> **Data**
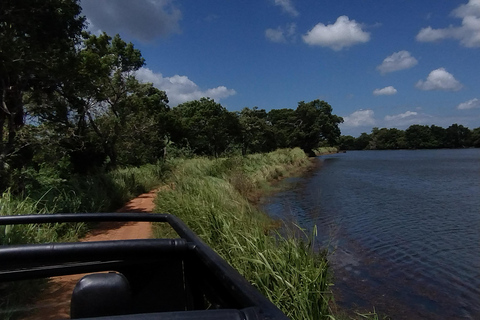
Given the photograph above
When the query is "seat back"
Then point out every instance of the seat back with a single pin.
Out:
(101, 294)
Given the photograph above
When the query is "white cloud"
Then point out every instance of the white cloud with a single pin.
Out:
(287, 6)
(142, 19)
(405, 119)
(387, 91)
(397, 61)
(282, 35)
(439, 79)
(180, 89)
(343, 33)
(359, 118)
(468, 33)
(470, 104)
(401, 116)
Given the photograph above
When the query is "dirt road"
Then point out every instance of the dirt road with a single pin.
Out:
(54, 301)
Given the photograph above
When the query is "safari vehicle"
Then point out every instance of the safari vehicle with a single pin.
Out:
(162, 279)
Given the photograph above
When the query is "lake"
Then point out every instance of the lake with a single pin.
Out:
(403, 228)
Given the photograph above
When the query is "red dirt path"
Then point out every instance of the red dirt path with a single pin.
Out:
(54, 301)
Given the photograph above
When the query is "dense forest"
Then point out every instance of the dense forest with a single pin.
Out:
(70, 105)
(415, 137)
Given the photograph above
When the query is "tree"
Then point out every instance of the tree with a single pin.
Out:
(384, 138)
(256, 133)
(282, 122)
(363, 141)
(37, 40)
(476, 137)
(457, 136)
(346, 143)
(419, 137)
(438, 135)
(205, 126)
(316, 123)
(97, 100)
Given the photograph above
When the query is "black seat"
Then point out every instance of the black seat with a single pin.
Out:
(101, 294)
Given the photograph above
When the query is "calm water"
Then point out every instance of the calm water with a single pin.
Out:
(404, 227)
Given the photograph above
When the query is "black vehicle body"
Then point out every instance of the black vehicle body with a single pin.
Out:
(162, 279)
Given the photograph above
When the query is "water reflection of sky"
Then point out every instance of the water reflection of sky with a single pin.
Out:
(405, 226)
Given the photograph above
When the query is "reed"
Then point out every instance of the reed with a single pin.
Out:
(209, 196)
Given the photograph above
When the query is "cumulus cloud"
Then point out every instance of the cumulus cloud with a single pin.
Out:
(470, 104)
(282, 35)
(401, 116)
(181, 89)
(404, 119)
(439, 79)
(468, 33)
(387, 91)
(359, 118)
(141, 19)
(287, 6)
(342, 34)
(397, 61)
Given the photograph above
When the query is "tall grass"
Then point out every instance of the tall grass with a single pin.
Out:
(96, 193)
(209, 196)
(325, 150)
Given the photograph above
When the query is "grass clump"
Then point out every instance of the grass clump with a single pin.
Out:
(209, 196)
(325, 150)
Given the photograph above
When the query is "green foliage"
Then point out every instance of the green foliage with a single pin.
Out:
(256, 133)
(37, 38)
(205, 126)
(415, 137)
(316, 123)
(208, 195)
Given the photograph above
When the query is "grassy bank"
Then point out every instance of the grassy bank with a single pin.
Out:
(210, 197)
(325, 150)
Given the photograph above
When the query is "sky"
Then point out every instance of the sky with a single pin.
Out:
(377, 63)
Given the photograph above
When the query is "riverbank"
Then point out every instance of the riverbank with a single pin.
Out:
(211, 197)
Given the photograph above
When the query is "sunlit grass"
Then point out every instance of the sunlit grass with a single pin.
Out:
(209, 196)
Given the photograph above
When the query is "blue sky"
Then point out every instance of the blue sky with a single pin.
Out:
(378, 63)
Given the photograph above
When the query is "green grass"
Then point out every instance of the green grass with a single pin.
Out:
(325, 150)
(209, 196)
(98, 193)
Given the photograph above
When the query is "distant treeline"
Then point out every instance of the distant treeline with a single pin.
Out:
(415, 137)
(70, 104)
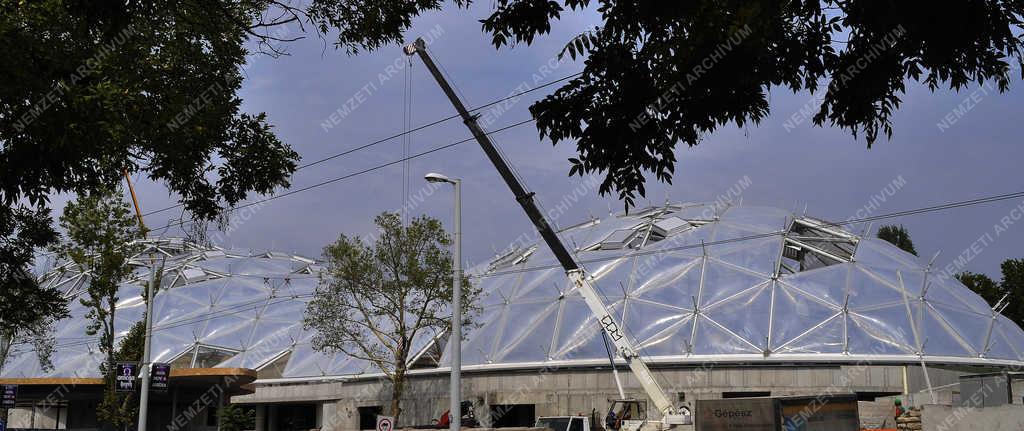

> **What the task requires**
In the listing above, find each line with "calm" and copy it.

> **Response to this task**
When the query is "calm water"
Then point out every instance of the calm water with a single pin.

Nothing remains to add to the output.